**Exercise:** Identify every line of the records below that contains the word "window" and copy each one. Matching is case-sensitive.

Point annotation dataset records
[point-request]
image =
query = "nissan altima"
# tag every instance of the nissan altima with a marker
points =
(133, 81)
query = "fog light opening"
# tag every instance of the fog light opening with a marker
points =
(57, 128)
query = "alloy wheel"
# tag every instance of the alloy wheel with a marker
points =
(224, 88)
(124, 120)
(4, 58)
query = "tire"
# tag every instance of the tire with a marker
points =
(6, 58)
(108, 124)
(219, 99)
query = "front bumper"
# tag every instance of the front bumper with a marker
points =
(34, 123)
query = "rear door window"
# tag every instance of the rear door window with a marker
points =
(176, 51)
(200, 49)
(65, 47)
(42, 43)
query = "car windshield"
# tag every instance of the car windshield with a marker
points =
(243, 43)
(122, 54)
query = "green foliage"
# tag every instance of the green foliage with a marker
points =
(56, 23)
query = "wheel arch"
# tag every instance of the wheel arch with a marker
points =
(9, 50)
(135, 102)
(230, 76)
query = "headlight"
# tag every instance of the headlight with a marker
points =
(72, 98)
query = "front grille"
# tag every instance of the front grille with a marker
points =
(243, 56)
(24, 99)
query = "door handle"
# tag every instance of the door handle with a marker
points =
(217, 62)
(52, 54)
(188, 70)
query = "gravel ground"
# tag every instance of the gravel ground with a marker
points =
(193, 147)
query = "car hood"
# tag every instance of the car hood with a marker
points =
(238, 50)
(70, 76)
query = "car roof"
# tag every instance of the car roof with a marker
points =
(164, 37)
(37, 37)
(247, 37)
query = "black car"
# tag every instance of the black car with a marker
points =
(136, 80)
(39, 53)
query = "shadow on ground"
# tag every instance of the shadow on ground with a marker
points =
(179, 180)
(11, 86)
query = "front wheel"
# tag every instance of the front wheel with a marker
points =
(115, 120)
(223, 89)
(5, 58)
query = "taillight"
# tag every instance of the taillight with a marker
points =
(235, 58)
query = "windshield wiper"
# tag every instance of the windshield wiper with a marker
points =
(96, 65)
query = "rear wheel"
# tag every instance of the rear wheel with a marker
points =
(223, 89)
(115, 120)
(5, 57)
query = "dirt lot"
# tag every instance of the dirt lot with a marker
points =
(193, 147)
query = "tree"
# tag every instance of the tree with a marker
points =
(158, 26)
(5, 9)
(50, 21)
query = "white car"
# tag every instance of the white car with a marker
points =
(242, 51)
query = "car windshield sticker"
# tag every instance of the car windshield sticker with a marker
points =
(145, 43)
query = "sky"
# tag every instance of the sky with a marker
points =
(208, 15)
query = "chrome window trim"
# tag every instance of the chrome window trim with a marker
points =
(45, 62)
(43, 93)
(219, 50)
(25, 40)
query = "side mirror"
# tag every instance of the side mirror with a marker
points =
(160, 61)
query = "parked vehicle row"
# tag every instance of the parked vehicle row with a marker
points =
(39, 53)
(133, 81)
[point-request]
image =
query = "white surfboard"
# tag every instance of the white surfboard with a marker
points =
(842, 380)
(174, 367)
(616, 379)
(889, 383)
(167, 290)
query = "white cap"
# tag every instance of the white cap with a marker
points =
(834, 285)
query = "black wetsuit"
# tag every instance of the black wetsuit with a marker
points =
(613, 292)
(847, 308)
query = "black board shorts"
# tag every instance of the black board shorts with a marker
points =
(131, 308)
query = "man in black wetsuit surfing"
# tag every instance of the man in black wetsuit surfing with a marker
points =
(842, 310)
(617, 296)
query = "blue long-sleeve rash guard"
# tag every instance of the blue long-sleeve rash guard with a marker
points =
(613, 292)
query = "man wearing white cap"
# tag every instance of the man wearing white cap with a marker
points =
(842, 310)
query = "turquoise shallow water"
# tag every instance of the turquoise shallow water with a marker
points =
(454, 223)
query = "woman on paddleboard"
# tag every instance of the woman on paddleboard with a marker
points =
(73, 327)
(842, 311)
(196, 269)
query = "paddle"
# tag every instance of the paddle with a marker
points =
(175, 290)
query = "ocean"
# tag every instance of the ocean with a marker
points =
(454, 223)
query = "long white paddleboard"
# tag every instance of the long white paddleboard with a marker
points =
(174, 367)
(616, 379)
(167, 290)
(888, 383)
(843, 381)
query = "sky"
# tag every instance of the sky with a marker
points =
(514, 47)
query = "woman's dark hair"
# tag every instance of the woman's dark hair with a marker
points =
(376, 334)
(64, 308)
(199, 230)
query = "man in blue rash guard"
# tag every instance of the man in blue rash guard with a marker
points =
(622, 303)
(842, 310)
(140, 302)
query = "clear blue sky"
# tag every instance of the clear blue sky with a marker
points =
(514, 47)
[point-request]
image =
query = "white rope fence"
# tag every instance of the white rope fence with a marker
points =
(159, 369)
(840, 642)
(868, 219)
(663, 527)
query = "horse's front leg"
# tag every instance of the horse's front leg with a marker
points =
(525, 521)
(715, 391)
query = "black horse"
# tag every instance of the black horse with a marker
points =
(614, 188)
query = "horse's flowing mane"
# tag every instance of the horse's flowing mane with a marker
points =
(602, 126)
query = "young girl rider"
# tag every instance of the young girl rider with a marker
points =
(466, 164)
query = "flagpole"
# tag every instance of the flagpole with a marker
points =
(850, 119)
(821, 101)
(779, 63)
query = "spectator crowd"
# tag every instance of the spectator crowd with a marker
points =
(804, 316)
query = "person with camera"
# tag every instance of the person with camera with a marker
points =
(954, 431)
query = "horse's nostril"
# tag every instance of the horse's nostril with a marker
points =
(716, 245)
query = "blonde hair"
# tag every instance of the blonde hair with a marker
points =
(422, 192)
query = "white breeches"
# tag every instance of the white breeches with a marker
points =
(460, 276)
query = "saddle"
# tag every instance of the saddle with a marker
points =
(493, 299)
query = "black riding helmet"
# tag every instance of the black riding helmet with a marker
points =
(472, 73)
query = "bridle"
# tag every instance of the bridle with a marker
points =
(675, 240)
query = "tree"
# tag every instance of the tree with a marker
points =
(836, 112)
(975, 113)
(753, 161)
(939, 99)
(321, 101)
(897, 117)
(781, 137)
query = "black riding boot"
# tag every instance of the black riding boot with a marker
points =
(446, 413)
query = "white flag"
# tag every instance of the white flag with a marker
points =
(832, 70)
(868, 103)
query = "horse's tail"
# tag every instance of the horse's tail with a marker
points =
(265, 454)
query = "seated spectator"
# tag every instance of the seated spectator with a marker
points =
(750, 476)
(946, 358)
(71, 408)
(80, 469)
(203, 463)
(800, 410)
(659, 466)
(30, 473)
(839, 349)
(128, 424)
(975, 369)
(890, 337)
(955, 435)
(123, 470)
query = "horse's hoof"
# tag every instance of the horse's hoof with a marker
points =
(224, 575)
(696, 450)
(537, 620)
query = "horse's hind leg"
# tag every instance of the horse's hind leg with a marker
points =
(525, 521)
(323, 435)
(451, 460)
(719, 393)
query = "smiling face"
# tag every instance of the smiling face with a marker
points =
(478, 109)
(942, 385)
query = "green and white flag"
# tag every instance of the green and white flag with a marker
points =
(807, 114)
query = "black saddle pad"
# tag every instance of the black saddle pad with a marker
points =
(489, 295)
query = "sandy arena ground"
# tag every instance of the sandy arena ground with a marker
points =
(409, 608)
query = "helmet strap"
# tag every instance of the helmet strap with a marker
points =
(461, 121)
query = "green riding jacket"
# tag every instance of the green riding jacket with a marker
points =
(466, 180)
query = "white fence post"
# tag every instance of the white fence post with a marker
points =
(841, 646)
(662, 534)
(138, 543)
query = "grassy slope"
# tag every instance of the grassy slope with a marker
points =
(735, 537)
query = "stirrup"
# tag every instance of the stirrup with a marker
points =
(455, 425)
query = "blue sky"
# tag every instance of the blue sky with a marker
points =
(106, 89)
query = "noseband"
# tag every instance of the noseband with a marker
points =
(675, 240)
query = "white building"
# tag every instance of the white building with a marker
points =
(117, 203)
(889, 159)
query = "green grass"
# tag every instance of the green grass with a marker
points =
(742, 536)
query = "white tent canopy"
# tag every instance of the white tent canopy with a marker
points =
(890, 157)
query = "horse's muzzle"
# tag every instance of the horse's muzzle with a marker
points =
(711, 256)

**Answer below:**
query = "rear door window"
# tag every instance of the rear door window with a marker
query = "chrome window trim"
# tag every instance of the chrome window trim with a marker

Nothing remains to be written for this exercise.